Extract to read
A quick guide on how to discover performance issues with MySQL RDS database.
Troubleshooting MySQL RDS instance or given any database is time-consuming and requires an in-depth understanding of how MySQL engine works. This blog explains some of the important aspects of how to troubleshoot MySQL RDS performance issues in a way that one can quickly figure out the most common aswell as advanced issues just by using readymade queries.
There are a thousand ways a database can be troubleshooting especially when you have a hosted MySQL server, however, when it comes to managed MySQL servers you have limited access to the server infrastructure and can only use a certain set of commands/queries to fine-tune/troubleshooting issues. On Managed MySQL RDS instance, you rely on Cloudwatch metrics, database logs and limited Admin access to understand performance issues, therefore, you might not able to apply all the available online solution to Managed MySQL RDS instance.
Hence for that reason, this article helps you on how to troubleshooting performance issues in Managed MySQL RDS instances. To start off, you will go through the most common issues of MySQL RDS and then discover commands which you could use to do a advanced troubleshooting on a MySQL RDS instance.
How to fix the most common issues with MySQL RDS?
Fixing databases issues is complex and takes time, why? Because you have to look at a lot of factors before you find the real problem. The most common MySQL RDS performance issues can be detected by setting up Cloudwatch Monitoring alerts. Issues like High CPU Utilization, Hight Memory Usage and Insufficient Disk Space are straight forward and easily fixable on AWS with an upgrade or tweak in DB Parameter Group.
Most common issues and their solutions:
- High CPU Utilization – A solution this is will be upgrading the RDS instance type as High CPU utilization means that the RDS instances need more compute power than it has at the moment.
- High Memory Usage or Low Free Memory Swap Space – This type of issues means two things the Memory for the given RDS instances is no enough or it can also mean that there are such queries of the task which are consuming the majority of the Memory. Instances type upgradation can be an easiest/quickest solution to this issue but definitely not always the right solution. Continue this blog to know how to locate what is causing memory-related issues.
- Insufficient Disk Space – This issue in itself means that your RDS instance is on low disk space. However, it also can be an issue caused by a bad/select/update query which is dumping temporary data onto disk in such case you will see a sudden rise disk utilization. The only way to stop such an issue is to identify and kill the query. Further in this blog, you will find aways to identify such queries.

Source excerpt
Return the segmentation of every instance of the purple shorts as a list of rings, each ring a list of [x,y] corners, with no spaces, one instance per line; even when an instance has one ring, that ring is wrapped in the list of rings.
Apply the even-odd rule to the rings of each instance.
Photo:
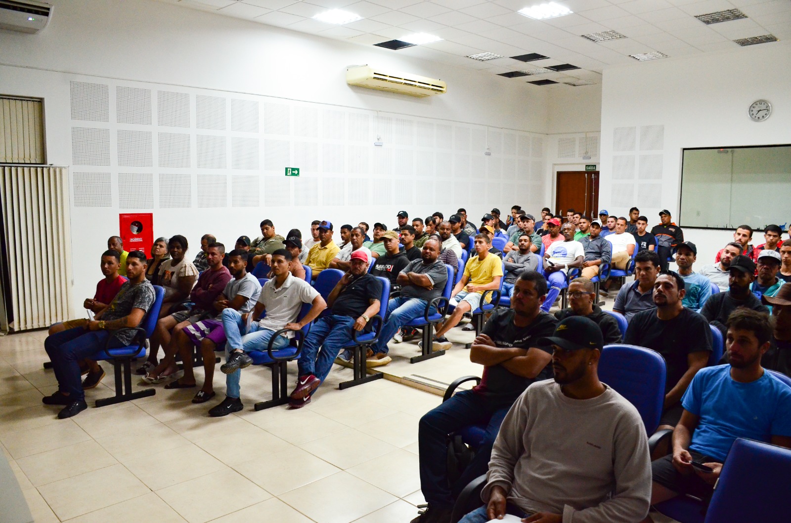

Set problem A
Name each issue that the MySQL RDS guide gives as a bullet heading under "Most common issues and their solutions:".
Set problem B
Transcribe the MySQL RDS guide from "There are a" to "Managed MySQL RDS instance.".
None of this work requires the listing.

Exercise output A
- High CPU Utilization
- High Memory Usage or Low Free Memory Swap Space
- Insufficient Disk Space

Exercise output B
There are a thousand ways a database can be troubleshooting especially when you have a hosted MySQL server, however, when it comes to managed MySQL servers you have limited access to the server infrastructure and can only use a certain set of commands/queries to fine-tune/troubleshooting issues. On Managed MySQL RDS instance, you rely on Cloudwatch metrics, database logs and limited Admin access to understand performance issues, therefore, you might not able to apply all the available online solution to Managed MySQL RDS instance.